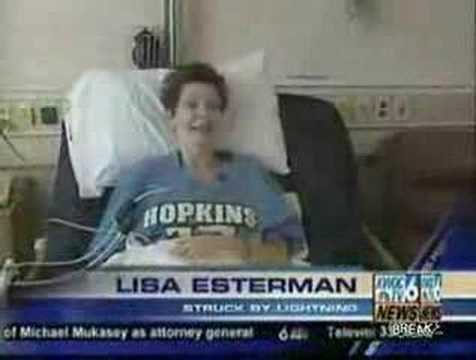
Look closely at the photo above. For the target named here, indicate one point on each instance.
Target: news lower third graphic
(408, 305)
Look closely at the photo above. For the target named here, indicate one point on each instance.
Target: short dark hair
(193, 72)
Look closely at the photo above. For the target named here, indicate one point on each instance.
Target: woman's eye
(191, 104)
(213, 106)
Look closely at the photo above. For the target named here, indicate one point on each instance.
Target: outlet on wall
(383, 108)
(401, 108)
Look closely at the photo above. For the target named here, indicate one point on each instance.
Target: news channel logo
(407, 297)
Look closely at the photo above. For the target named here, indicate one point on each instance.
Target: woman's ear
(172, 121)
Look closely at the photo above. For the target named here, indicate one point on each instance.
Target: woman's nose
(203, 110)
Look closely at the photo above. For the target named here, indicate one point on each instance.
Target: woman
(212, 207)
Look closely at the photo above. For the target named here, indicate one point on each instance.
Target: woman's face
(197, 116)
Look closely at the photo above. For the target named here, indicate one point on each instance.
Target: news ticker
(387, 301)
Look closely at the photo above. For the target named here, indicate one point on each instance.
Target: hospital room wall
(44, 46)
(358, 42)
(48, 43)
(361, 54)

EXERCISE OBJECTIVE:
For this exercise, transcribe the entries verbatim and skip all pictures.

EXERCISE OUTPUT:
Look closely at the photo above. For the target named here, indicate one point on each instance.
Target: news lower third graphic
(408, 305)
Look closely at the photo above. For the target named here, indicate one point on each instance.
Target: short dark hair
(193, 72)
Look closely at the photo above. For the target named here, indicate one point on each instance.
Target: woman's eye
(191, 104)
(213, 106)
Look closely at the photo above. For the target named here, indicate one point on each instance.
Target: outlet on wall
(383, 108)
(401, 108)
Look closely at the photo above. For the target named here, indicate one point on each instance.
Target: news channel logo
(407, 297)
Look closely at the photo above. For the target named here, indicate one point on each instance.
Target: woman's ear
(172, 121)
Look closely at the photo above. For the target named here, indicate one point on each instance.
Target: woman's nose
(203, 110)
Look closely at the photo above. For the target named here, indicate one point on each instance.
Target: woman
(212, 207)
Look closely at the photo above. For the target named here, indicate one point on each instance.
Target: woman's face
(197, 116)
Look closely at the photo above. For the target named here, indicate one point on each instance.
Target: news ticker
(387, 301)
Look closely at the photo above. For the target named here, indicate one point on each instance.
Target: hospital room wall
(44, 46)
(358, 42)
(48, 43)
(361, 54)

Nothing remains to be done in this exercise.